Consigne donnée 1 -> Reproduisez, s'il vous plaît, la partie de l'extrait sur les parents et l'école qui s'ouvre sur les mots « Il faut le redire » et se termine par les mots « à la scolarité. ».

Il faut le redire – et toutes les recherches en témoignent - ce n’est pas par désintérêt des parents à l’égard de l’école, toujours perçue comme « moyen de s’en sortir ». Plusieurs facteurs pourraient l’expliquer : le blocage vis-à-vis d’une institution scolaire perçue comme « territoire étranger et défendu » ; le fait que ces parents, eux-mêmes disqualifiés par l’école, ont des difficultés à se penser comme un élément important de la réussite scolaire de leur enfant et préfèrent rester à l’écart. Une constante : l’auto-dévalorisation de leurs capacités et de leurs potentialités éducatives, qui les amènent à déléguer le suivi à l’école ou aux dispositifs d’accompagnement à la scolarité. 

3) L’accompagnement à la scolarité : quels effets ?

Entrées de pointage d'objets nommés:
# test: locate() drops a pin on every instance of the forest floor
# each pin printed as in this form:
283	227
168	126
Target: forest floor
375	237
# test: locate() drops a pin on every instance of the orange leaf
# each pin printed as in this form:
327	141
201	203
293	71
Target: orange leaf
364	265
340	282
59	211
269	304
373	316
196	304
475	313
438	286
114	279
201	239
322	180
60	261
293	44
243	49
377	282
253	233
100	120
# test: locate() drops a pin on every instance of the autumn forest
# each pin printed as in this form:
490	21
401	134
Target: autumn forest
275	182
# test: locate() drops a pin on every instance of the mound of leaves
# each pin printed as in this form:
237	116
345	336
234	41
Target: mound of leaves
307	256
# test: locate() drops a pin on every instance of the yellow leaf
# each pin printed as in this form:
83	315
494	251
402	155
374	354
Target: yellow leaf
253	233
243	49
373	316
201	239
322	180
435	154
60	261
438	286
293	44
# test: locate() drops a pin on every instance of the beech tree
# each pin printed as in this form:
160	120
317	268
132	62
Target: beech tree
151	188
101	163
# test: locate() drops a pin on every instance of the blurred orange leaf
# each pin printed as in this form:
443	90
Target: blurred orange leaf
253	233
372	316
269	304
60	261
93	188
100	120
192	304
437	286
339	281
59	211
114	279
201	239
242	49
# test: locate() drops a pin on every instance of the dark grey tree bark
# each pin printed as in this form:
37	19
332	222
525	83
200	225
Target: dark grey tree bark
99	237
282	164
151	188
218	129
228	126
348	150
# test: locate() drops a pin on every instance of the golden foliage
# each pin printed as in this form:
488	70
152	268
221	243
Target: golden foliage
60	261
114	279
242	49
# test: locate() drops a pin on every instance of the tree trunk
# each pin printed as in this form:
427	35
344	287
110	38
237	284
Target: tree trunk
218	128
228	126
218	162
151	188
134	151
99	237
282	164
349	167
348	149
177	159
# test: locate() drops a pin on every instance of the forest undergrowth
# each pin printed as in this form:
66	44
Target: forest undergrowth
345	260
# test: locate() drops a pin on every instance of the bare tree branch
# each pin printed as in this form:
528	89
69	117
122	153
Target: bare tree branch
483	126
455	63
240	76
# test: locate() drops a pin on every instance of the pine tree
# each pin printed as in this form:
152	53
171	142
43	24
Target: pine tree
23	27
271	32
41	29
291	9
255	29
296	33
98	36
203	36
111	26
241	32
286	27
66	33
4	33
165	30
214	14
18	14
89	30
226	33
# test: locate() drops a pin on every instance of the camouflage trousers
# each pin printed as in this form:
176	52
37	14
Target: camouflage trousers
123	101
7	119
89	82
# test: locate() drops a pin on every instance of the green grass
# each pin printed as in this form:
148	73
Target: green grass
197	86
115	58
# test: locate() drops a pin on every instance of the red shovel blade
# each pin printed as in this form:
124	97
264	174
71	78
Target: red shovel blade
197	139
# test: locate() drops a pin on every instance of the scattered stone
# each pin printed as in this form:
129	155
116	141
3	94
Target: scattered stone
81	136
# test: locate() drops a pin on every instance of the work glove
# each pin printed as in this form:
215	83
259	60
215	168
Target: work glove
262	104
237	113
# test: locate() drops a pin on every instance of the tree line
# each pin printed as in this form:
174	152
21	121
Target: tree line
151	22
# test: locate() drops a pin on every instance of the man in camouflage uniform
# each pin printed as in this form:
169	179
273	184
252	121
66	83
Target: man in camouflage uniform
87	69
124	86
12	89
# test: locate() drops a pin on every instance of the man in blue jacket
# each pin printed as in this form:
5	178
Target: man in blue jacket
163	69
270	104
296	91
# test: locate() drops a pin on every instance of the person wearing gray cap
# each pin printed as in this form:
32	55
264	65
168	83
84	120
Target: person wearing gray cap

Consigne donnée 2 -> Remplacez « pin » par « marker » dans la partie des enregistrements qui s'ouvre sur la ligne contenant « the man in camouflage uniform » et se termine à la fin des enregistrements. Redonnez uniquement ces lignes, sans aucune autre modification.

Réponse à la consigne 1 ->
Il faut le redire – et toutes les recherches en témoignent - ce n’est pas par désintérêt des parents à l’égard de l’école, toujours perçue comme « moyen de s’en sortir ». Plusieurs facteurs pourraient l’expliquer : le blocage vis-à-vis d’une institution scolaire perçue comme « territoire étranger et défendu » ; le fait que ces parents, eux-mêmes disqualifiés par l’école, ont des difficultés à se penser comme un élément important de la réussite scolaire de leur enfant et préfèrent rester à l’écart. Une constante : l’auto-dévalorisation de leurs capacités et de leurs potentialités éducatives, qui les amènent à déléguer le suivi à l’école ou aux dispositifs d’accompagnement à la scolarité.

Réponse à la consigne 2 ->
# test: locate() drops a marker on every instance of the man in camouflage uniform
# each marker printed as in this form:
169	179
273	184
252	121
66	83
Target: man in camouflage uniform
87	69
124	86
12	89
# test: locate() drops a marker on every instance of the man in blue jacket
# each marker printed as in this form:
5	178
Target: man in blue jacket
163	69
270	104
296	91
# test: locate() drops a marker on every instance of the person wearing gray cap
# each marker printed as in this form:
32	55
264	65
168	83
84	120
Target: person wearing gray cap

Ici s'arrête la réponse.